| EXERCISE GOAL |
Count the lines in the items below that contain the string "negative". Reply with the number alone.

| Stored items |

*-*-*

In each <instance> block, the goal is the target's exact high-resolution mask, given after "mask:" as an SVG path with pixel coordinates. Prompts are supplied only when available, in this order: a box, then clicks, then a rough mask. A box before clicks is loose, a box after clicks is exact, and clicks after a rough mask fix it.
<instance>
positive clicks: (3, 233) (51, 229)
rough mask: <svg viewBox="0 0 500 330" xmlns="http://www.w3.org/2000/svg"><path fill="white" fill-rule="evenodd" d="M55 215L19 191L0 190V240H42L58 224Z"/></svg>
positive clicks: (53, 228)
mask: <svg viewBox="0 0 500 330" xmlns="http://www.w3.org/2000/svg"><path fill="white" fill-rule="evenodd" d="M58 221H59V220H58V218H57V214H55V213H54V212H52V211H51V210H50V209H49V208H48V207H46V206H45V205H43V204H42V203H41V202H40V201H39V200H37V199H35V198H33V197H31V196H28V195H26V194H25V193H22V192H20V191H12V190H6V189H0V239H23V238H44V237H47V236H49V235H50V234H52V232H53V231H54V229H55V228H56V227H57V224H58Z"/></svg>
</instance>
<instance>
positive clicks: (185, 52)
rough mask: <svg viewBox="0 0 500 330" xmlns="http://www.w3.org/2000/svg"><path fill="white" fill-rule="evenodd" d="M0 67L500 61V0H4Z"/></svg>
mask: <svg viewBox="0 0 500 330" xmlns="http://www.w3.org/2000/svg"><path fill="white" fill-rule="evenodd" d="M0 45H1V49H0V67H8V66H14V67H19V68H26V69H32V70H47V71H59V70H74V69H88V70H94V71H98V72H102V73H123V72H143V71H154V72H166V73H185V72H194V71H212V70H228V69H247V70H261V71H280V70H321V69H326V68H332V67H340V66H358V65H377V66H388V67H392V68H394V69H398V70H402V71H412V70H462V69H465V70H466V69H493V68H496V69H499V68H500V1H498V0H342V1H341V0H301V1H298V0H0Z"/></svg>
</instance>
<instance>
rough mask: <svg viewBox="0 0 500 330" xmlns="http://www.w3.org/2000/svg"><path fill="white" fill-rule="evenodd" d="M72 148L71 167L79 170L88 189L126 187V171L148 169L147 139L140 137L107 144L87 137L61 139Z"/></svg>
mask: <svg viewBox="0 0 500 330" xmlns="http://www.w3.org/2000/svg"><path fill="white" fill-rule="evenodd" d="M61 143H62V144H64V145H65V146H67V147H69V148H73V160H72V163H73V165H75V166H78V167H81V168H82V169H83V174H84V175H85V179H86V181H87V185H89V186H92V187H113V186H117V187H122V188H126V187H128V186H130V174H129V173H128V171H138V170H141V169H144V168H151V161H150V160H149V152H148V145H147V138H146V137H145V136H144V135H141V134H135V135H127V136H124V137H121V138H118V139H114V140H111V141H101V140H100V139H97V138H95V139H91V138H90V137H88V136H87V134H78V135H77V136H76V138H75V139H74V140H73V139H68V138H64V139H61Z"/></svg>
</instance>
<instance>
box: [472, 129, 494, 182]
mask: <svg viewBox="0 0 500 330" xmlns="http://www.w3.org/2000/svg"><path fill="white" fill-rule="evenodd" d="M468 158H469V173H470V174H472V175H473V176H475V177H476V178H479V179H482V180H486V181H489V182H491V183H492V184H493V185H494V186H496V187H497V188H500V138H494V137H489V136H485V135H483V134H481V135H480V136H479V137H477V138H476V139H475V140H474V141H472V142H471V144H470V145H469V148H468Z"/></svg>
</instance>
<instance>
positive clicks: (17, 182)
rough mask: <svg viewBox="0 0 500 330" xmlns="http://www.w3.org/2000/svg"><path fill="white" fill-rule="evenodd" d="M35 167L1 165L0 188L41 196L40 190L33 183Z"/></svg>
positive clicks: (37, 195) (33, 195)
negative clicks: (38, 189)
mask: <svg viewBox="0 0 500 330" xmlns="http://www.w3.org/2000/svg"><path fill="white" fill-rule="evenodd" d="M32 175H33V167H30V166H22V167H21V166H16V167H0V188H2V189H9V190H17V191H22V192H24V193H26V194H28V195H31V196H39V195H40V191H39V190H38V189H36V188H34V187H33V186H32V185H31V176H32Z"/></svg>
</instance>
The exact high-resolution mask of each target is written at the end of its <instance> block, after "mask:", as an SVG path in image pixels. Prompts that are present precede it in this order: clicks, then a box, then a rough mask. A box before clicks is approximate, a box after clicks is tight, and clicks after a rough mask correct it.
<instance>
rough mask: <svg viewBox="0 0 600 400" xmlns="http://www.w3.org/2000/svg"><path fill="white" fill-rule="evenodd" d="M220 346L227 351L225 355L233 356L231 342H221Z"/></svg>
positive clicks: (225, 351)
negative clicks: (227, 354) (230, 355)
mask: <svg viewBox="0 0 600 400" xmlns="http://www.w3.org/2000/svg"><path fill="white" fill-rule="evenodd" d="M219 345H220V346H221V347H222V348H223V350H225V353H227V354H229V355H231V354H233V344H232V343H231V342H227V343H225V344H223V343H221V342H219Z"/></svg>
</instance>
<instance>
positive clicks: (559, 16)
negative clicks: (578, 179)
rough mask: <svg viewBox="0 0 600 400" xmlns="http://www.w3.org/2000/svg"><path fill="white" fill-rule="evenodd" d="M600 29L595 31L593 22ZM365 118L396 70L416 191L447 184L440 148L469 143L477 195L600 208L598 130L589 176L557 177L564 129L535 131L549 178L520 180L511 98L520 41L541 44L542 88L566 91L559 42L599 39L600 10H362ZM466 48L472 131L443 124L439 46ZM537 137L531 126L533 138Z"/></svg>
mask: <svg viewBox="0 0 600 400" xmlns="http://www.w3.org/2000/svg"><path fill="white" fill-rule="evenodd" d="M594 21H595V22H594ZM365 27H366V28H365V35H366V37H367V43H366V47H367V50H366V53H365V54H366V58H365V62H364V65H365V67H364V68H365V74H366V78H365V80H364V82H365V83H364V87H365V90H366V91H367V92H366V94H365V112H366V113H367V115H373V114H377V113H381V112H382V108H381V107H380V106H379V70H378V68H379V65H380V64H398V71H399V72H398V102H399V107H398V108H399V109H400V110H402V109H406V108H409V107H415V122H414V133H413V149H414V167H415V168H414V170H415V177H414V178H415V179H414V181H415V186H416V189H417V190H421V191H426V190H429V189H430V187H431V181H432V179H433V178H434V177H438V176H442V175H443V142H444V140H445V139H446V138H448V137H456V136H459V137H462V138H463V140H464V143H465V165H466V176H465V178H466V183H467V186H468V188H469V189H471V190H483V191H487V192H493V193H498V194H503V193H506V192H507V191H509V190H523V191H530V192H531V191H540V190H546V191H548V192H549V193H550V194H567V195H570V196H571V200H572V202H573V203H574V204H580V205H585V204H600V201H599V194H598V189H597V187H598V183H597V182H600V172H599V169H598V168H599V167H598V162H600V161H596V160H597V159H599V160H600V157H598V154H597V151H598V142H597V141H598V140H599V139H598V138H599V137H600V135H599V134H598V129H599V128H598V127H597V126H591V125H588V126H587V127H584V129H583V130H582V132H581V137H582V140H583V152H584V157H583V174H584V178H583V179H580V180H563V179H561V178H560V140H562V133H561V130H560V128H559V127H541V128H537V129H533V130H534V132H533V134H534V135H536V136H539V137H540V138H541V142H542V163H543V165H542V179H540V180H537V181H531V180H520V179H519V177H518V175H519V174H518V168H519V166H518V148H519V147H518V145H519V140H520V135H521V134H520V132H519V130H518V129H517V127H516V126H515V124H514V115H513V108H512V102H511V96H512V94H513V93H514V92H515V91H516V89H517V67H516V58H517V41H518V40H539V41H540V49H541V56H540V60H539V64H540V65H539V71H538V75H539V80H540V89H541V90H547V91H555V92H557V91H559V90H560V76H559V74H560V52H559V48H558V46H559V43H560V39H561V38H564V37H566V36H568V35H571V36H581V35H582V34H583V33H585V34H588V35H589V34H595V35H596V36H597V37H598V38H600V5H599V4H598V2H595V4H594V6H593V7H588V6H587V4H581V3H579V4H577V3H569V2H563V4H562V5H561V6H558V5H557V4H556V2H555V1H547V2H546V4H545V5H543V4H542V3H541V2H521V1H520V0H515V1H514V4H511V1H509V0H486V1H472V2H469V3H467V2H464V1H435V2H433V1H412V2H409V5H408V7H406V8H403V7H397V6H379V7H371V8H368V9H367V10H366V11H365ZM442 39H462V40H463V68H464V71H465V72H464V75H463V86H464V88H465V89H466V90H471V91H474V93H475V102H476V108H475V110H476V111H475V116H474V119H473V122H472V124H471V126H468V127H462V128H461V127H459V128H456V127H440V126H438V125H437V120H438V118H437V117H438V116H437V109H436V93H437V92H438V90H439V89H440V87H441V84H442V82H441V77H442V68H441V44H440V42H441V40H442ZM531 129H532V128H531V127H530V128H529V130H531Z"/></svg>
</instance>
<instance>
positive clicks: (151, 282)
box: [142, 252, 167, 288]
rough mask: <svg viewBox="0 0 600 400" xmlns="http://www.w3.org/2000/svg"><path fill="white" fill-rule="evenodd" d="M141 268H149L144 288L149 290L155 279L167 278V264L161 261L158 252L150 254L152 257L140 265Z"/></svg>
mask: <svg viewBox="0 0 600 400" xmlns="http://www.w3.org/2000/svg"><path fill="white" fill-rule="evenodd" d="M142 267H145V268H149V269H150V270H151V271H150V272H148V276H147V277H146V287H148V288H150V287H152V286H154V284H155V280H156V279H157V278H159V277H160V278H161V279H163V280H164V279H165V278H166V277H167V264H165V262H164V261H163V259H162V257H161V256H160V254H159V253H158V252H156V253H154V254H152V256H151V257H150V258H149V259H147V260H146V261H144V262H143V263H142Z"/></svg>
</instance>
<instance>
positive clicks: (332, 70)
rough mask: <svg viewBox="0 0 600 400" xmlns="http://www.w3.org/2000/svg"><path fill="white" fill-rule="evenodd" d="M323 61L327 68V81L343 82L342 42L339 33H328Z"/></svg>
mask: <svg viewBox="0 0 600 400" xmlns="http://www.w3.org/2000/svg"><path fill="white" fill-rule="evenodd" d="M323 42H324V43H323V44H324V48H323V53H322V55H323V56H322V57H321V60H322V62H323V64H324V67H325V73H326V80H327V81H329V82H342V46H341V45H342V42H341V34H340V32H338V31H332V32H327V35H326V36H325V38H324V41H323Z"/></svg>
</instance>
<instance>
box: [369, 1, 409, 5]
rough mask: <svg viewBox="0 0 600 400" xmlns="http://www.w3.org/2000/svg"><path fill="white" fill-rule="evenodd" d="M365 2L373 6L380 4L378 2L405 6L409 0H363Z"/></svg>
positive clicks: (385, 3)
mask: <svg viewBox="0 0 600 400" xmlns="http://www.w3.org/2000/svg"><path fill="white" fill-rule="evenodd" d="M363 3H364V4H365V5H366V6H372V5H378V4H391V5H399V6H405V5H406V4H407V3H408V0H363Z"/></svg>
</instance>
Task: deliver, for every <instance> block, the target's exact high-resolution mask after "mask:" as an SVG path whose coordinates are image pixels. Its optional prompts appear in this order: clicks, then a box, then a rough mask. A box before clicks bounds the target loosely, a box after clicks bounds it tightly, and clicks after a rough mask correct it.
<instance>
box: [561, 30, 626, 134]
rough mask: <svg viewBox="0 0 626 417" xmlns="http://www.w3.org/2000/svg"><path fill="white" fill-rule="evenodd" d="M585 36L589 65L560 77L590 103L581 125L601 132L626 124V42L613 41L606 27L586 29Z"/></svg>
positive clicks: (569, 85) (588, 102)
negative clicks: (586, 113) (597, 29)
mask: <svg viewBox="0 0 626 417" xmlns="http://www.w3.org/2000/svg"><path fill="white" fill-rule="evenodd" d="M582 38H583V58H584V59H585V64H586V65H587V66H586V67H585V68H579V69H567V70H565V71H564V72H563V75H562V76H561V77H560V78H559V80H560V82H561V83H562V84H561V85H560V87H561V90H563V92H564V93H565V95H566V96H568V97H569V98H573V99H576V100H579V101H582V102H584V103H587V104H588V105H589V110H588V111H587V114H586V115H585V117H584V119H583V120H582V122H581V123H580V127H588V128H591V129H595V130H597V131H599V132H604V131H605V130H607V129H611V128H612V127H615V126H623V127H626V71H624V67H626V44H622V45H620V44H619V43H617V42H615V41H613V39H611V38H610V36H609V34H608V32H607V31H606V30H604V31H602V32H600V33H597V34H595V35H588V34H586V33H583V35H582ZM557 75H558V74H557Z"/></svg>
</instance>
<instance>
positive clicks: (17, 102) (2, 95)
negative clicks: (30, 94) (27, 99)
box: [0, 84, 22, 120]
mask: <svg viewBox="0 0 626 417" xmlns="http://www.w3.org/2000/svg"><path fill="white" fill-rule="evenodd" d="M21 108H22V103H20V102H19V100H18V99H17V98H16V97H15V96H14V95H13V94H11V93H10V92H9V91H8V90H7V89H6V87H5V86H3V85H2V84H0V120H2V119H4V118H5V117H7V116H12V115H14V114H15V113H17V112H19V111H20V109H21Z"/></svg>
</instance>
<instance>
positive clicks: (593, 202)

*-*-*

| RESULT FOR THIS TASK |
5